Task requirements → Copy out the article below on student activism and the problems young people inherit, in full and word for word.

Passage for review →

Sammy Hallal | Torrey Pines High School Senio
Sparked by the massacre at Marjory Stoneman Douglas High School, on March 14 thousands of students from Maine to California walked out of their classrooms at 10 a.m. to protest for stricter gun control laws and to honor the 17 lives lost in Parkland, Florida. The historic show of political unity showed not only that teenagers are fed up with our legislators and the people who keep them in office, but also served as a reminder that young people are the future. We are the ones who will soon inherit this world, benefitting from its developments but also dealing with its problems.
“A lot of older people look down on teenagers and think we are apathetic to what’s going on in the world,” Jones, a senior at Torrey Pines High School said. “We pay attention and will continue to voice our opinions about the things we are passionate about. People seem to forget that most high school seniors are old enough to vote and make a difference.”
Despite the many issues we see in the headlines on a daily basis, it cannot be denied that the world today is in better shape than ever before. More people have a better standard of living than throughout history. Deaths due to war, violence, disease, and famine are at an all-time low. Life expectancy is up, and infant mortality is down. This, however, doesn’t mean that there is nothing to take issue with.
“I wouldn’t say that I have resentment toward adults for the problems they’re passing on, but there are definitely things to be disappointed about,” Brown, a junior at Canyon Crest Academy said. “Just one example is that we have a dysfunctional Congress and president, and it wasn’t my generation that put them there.”
Climate change is a relatively new and major issue that affects everyone, but it is young people who have to grow up with its effects. In 2015, a group of teenagers even filed an ongoing lawsuit against the federal government (Juliana v. United States) claiming that the government’s actions that cause climate change have violated the youngest generations’ right to life, liberty, and property. [Ed. note: On March 3, 2018, the 9th Circuit Court of Appeals denied the Trump administration’s petition seeking dismissal of this case.] No matter what the court ultimately decides, the degradation of a world and climate that can sustain human life is an issue that outweighs all others. If there is nowhere to live, then all the other issues couldn’t even exist.
“Obviously, our lives today are better than before because of things that our parents’ generation has done, but this doesn’t mean we can’t also have problems,” Abu Khalaf, a senior at Francis Parker High School said. “Climate change is an issue that will be passed on to us and will change the way we live today. That’s something the last generation kind of threw onto us.”
More than ever before, young people are getting involved and informing themselves about the problems present around the globe. In just a few years it will be the younger generation that’ll be steering this world, and it seems as though they’re ready for the challenge.

Data →

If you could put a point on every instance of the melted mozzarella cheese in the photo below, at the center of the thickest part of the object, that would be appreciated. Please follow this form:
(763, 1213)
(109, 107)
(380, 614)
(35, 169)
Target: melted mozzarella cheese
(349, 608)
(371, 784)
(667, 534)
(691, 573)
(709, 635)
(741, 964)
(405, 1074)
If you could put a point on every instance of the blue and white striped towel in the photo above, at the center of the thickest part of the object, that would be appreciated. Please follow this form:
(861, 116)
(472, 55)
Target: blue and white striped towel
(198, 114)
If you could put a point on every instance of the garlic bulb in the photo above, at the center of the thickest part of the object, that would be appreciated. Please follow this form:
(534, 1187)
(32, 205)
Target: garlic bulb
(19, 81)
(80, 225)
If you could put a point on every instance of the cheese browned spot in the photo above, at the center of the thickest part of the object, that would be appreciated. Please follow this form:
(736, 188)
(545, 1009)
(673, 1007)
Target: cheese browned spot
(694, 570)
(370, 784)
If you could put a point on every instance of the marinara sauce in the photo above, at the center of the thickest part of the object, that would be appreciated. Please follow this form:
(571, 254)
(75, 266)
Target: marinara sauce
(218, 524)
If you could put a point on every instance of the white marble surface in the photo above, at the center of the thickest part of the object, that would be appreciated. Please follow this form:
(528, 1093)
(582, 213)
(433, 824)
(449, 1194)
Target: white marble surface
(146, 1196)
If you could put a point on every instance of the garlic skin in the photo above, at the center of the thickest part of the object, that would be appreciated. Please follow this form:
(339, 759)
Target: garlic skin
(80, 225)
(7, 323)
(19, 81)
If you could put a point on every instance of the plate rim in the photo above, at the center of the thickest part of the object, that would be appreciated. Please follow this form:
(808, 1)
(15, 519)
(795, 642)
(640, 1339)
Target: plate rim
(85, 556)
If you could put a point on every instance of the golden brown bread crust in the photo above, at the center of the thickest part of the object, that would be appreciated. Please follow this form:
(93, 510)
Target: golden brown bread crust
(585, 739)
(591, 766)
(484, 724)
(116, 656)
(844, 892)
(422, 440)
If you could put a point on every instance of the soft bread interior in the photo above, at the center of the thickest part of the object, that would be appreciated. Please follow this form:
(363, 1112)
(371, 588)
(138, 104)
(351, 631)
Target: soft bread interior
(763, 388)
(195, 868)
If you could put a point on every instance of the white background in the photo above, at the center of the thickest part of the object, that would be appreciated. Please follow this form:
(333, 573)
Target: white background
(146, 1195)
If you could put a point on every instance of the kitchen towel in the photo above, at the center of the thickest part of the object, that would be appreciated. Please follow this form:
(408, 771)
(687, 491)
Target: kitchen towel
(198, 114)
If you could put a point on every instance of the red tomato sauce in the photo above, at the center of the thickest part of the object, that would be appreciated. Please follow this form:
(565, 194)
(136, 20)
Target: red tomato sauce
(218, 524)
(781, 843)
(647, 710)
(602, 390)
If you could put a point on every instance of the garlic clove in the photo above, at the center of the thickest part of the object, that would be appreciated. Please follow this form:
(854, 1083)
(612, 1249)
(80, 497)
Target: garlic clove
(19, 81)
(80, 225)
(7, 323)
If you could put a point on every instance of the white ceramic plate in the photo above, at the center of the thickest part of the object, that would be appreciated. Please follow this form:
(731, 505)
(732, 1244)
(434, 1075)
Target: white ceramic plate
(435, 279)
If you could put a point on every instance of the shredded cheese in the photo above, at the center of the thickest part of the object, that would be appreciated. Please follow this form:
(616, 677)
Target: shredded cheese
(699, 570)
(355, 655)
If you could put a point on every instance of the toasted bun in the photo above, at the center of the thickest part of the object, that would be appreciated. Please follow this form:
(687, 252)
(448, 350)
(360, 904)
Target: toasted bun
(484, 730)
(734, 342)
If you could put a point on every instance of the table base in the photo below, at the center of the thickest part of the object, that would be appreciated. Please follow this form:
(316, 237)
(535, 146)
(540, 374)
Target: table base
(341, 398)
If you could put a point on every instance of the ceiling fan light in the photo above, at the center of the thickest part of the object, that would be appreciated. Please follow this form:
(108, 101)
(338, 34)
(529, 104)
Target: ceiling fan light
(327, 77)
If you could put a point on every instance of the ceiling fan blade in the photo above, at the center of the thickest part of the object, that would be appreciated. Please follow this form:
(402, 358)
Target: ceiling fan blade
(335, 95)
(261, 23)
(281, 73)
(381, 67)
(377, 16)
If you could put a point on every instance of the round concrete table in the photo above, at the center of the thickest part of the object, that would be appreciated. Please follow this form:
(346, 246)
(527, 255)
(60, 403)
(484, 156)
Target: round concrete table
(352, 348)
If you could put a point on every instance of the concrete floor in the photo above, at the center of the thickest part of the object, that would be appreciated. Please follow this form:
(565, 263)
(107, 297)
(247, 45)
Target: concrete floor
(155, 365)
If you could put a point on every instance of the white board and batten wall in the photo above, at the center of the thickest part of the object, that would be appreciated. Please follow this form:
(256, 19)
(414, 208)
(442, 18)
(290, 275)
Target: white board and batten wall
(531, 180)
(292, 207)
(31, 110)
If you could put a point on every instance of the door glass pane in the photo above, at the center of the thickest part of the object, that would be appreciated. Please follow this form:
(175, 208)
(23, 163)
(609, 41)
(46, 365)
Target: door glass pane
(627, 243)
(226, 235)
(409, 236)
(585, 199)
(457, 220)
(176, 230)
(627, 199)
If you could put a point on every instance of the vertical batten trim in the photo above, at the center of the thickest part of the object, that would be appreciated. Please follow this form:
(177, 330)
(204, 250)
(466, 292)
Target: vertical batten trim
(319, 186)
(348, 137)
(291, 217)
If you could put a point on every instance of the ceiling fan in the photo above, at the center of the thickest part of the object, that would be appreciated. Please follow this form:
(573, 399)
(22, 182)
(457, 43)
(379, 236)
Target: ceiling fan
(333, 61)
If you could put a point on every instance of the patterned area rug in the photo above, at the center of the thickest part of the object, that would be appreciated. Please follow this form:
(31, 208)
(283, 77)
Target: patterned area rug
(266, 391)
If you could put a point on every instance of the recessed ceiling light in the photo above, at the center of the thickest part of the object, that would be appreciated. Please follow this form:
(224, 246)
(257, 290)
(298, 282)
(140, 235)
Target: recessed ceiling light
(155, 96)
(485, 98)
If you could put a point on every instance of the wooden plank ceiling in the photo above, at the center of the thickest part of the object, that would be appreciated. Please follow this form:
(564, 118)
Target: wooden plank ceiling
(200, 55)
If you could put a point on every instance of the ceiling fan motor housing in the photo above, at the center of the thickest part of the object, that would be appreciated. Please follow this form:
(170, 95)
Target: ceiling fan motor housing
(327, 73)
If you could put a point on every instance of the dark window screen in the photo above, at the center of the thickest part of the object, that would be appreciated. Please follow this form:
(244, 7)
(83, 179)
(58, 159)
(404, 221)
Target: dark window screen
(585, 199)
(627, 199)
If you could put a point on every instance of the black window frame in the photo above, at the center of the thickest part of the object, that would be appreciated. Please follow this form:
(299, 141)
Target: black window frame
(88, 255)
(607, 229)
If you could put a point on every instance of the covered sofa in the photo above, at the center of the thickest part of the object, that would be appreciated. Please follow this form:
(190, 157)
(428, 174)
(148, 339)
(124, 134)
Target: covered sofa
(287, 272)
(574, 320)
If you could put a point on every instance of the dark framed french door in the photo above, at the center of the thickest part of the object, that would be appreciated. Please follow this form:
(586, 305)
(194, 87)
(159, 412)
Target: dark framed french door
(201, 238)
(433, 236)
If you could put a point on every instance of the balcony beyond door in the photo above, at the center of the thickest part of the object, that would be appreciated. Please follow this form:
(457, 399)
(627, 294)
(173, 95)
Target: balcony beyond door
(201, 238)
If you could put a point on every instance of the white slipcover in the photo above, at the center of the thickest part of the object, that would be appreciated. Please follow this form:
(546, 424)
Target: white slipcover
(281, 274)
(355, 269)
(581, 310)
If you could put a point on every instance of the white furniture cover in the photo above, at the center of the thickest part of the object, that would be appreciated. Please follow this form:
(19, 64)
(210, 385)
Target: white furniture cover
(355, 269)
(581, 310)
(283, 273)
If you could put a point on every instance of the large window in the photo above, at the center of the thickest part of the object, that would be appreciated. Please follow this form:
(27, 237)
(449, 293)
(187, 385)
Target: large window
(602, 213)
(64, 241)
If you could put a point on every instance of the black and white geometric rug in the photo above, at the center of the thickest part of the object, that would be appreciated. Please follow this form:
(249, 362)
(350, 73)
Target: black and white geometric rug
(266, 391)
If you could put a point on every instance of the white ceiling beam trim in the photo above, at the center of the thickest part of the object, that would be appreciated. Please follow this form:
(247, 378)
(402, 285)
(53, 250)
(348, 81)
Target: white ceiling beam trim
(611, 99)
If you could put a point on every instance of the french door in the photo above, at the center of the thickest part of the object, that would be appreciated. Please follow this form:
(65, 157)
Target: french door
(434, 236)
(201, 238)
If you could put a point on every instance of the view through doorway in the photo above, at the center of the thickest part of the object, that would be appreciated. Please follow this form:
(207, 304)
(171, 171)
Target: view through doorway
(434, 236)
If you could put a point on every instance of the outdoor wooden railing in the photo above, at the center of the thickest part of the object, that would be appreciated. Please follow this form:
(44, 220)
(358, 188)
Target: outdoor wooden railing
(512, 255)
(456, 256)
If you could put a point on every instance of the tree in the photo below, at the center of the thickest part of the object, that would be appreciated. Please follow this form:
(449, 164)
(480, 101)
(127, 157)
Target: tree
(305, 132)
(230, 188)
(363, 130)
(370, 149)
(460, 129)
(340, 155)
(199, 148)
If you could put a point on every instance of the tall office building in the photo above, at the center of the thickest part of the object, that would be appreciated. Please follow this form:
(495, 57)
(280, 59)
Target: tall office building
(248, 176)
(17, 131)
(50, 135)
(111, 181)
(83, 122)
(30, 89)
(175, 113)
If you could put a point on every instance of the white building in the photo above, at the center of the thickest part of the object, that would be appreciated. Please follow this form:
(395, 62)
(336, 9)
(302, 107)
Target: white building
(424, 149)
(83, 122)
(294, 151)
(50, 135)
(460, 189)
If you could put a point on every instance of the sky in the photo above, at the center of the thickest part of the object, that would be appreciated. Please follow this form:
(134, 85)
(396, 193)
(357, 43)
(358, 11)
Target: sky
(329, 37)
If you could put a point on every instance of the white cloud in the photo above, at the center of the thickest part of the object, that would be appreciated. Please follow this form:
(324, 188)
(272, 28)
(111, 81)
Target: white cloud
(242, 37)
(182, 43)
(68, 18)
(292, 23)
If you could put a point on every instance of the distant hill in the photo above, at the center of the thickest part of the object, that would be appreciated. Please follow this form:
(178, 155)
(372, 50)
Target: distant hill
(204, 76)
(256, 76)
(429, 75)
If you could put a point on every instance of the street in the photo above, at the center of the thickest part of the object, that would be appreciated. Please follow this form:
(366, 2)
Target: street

Task output →
Sammy Hallal | Torrey Pines High School Senio
Sparked by the massacre at Marjory Stoneman Douglas High School, on March 14 thousands of students from Maine to California walked out of their classrooms at 10 a.m. to protest for stricter gun control laws and to honor the 17 lives lost in Parkland, Florida. The historic show of political unity showed not only that teenagers are fed up with our legislators and the people who keep them in office, but also served as a reminder that young people are the future. We are the ones who will soon inherit this world, benefitting from its developments but also dealing with its problems.
“A lot of older people look down on teenagers and think we are apathetic to what’s going on in the world,” Jones, a senior at Torrey Pines High School said. “We pay attention and will continue to voice our opinions about the things we are passionate about. People seem to forget that most high school seniors are old enough to vote and make a difference.”
Despite the many issues we see in the headlines on a daily basis, it cannot be denied that the world today is in better shape than ever before. More people have a better standard of living than throughout history. Deaths due to war, violence, disease, and famine are at an all-time low. Life expectancy is up, and infant mortality is down. This, however, doesn’t mean that there is nothing to take issue with.
“I wouldn’t say that I have resentment toward adults for the problems they’re passing on, but there are definitely things to be disappointed about,” Brown, a junior at Canyon Crest Academy said. “Just one example is that we have a dysfunctional Congress and president, and it wasn’t my generation that put them there.”
Climate change is a relatively new and major issue that affects everyone, but it is young people who have to grow up with its effects. In 2015, a group of teenagers even filed an ongoing lawsuit against the federal government (Juliana v. United States) claiming that the government’s actions that cause climate change have violated the youngest generations’ right to life, liberty, and property. [Ed. note: On March 3, 2018, the 9th Circuit Court of Appeals denied the Trump administration’s petition seeking dismissal of this case.] No matter what the court ultimately decides, the degradation of a world and climate that can sustain human life is an issue that outweighs all others. If there is nowhere to live, then all the other issues couldn’t even exist.
“Obviously, our lives today are better than before because of things that our parents’ generation has done, but this doesn’t mean we can’t also have problems,” Abu Khalaf, a senior at Francis Parker High School said. “Climate change is an issue that will be passed on to us and will change the way we live today. That’s something the last generation kind of threw onto us.”
More than ever before, young people are getting involved and informing themselves about the problems present around the globe. In just a few years it will be the younger generation that’ll be steering this world, and it seems as though they’re ready for the challenge.